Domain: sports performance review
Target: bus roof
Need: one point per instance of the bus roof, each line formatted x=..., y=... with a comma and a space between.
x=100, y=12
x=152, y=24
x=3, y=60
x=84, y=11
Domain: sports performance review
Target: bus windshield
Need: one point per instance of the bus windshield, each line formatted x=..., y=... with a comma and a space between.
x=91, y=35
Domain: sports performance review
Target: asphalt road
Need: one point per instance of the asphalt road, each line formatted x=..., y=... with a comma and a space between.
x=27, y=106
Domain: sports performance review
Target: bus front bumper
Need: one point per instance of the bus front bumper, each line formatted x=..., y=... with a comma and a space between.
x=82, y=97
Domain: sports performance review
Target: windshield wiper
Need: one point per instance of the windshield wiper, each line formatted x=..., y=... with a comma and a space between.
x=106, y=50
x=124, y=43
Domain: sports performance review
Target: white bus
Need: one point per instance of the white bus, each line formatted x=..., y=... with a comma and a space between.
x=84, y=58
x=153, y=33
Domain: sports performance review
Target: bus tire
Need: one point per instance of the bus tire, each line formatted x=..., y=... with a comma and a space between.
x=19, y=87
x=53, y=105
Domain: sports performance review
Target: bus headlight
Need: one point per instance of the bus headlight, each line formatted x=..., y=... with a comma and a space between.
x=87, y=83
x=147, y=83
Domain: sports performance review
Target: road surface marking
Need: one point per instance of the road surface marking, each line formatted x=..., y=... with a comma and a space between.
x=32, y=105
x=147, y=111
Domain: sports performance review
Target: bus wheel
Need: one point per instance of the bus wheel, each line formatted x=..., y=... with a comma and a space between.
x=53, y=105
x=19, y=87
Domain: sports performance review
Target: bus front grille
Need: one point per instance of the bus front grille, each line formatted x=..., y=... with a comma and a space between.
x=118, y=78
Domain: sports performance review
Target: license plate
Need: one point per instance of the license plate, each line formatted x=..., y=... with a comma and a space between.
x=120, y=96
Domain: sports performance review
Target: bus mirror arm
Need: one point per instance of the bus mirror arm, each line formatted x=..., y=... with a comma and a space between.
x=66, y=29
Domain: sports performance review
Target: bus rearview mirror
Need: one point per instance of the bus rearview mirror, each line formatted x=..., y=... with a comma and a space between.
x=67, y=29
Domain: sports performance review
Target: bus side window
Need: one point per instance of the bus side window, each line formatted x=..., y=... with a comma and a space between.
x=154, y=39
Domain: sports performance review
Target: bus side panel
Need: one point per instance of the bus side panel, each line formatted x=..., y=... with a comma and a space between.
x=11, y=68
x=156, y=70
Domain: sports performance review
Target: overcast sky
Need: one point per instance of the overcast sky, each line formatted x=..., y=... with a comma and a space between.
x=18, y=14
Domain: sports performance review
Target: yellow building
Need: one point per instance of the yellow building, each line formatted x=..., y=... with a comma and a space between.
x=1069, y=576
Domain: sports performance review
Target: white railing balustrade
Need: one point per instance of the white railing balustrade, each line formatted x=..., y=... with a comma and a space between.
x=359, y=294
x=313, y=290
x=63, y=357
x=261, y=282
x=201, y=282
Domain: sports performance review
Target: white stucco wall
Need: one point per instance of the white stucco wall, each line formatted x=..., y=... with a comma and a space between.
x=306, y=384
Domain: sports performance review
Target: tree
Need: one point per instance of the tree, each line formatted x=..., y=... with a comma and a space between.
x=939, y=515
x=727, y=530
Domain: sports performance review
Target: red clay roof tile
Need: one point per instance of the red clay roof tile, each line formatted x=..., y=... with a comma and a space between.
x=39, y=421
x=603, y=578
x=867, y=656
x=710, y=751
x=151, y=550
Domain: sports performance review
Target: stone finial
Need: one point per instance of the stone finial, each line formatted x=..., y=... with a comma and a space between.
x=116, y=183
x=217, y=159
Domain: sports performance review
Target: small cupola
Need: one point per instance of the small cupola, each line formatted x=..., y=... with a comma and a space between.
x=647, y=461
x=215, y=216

★ ★ ★ ★ ★ ★ ★

→ Given request
Return every one of the lines above verbatim, without changing any character or their order.

→ Complete answer
Domain: sports performance review
Target: bus roof
Need: one point per instance of the bus roof, each line formatted x=..., y=... with a comma and a space between.
x=100, y=12
x=152, y=24
x=3, y=60
x=84, y=11
Domain: sports performance review
Target: bus windshield
Need: one point per instance of the bus windshield, each line formatted x=..., y=... with a comma and a space between.
x=91, y=35
Domain: sports performance review
Target: asphalt road
Need: one point per instance of the asphalt road, each line formatted x=..., y=... with a comma and a space between.
x=27, y=106
Domain: sports performance review
Target: bus front bumper
Need: one point per instance of the bus front bumper, each line formatted x=..., y=... with a comma and a space between.
x=82, y=97
Domain: sports performance review
Target: windshield wiper
Need: one point per instance of the windshield wiper, each line formatted x=..., y=... with a comma and a space between.
x=106, y=50
x=124, y=43
Domain: sports performance review
Target: white bus
Need: one point per instance of the white bus, each line formatted x=..., y=... with a comma and a space between.
x=84, y=58
x=153, y=33
Domain: sports performance review
Target: bus tire
Need: one point per instance of the bus tire, each line formatted x=..., y=... with a comma and a space between.
x=19, y=87
x=53, y=105
Domain: sports performance review
Target: bus headlight
Need: one point per instance of the bus headlight, each line formatted x=..., y=... with a comma and a space between.
x=87, y=83
x=147, y=83
Domain: sports performance review
Target: road surface marking
Need: one point per instance of the road surface marking, each line formatted x=..., y=... with a comma and a space between.
x=32, y=105
x=147, y=111
Domain: sports performance review
Target: bus wheel
Need: one point per instance of the bus wheel, each line formatted x=..., y=... with a comma and a space between.
x=53, y=105
x=19, y=87
Domain: sports performance review
Target: bus front grille
Need: one point per instance of the bus front grille, each line formatted x=..., y=... with a comma and a space between.
x=118, y=78
Domain: sports performance review
Target: license plate
Need: one point per instance of the license plate, each line formatted x=..., y=... with a comma and a space between.
x=120, y=96
Domain: sports performance review
Target: bus mirror arm
Need: one point per instance of the bus mirror arm, each line formatted x=..., y=... with a comma and a space between.
x=66, y=29
Domain: sports performance review
Target: bus rearview mirror
Need: one point per instance of the bus rearview mirror, each line formatted x=..., y=... with a comma and a space between.
x=67, y=29
Domain: sports performance review
Target: bus side window
Need: one point per instance of the bus side window, each line formatted x=..., y=... with a comma and a space between.
x=154, y=39
Domain: sports performance review
Target: bus side panel
Need: one point per instance of the bus side panel, each line formatted x=..., y=... with a comma and a space between.
x=11, y=68
x=156, y=70
Domain: sports performance review
Target: overcast sky
Need: one point per instance of the overcast sky, each line formatted x=..., y=... with a comma and a space between.
x=18, y=14
Domain: sports performance review
Target: yellow building
Need: one point per instance of the yellow building, each line formatted x=..., y=... with a comma and a space between.
x=1069, y=576
Domain: sports performance review
Target: white railing balustrade
Need: one point per instance of the white railing balustrade, each line formatted x=..., y=... with a comma and a space between.
x=359, y=294
x=313, y=290
x=63, y=357
x=261, y=282
x=201, y=282
Domain: sports performance review
Target: white stucco wall
Need: one point per instance of the white stucco wall, each line formatted x=..., y=... with a comma and a space between.
x=306, y=384
Domain: sports performance review
Target: tree
Need: one point per instance of the tree, each line formatted x=..., y=... with a comma and a space between.
x=939, y=515
x=727, y=530
Domain: sports performance review
Target: red clay roof tile
Need: one point per instance of the red clay roof tile, each line formatted x=..., y=... with a comma and a space between.
x=39, y=421
x=603, y=578
x=867, y=656
x=710, y=751
x=151, y=550
Domain: sports performance review
Target: stone finial
Need: one point per instance of the stone finial, each line formatted x=..., y=... with a comma and a space between.
x=116, y=183
x=217, y=159
Domain: sports performance review
Target: small cupola
Need: one point per instance of the small cupola, each line formatted x=..., y=... with a comma and a space between.
x=647, y=461
x=215, y=216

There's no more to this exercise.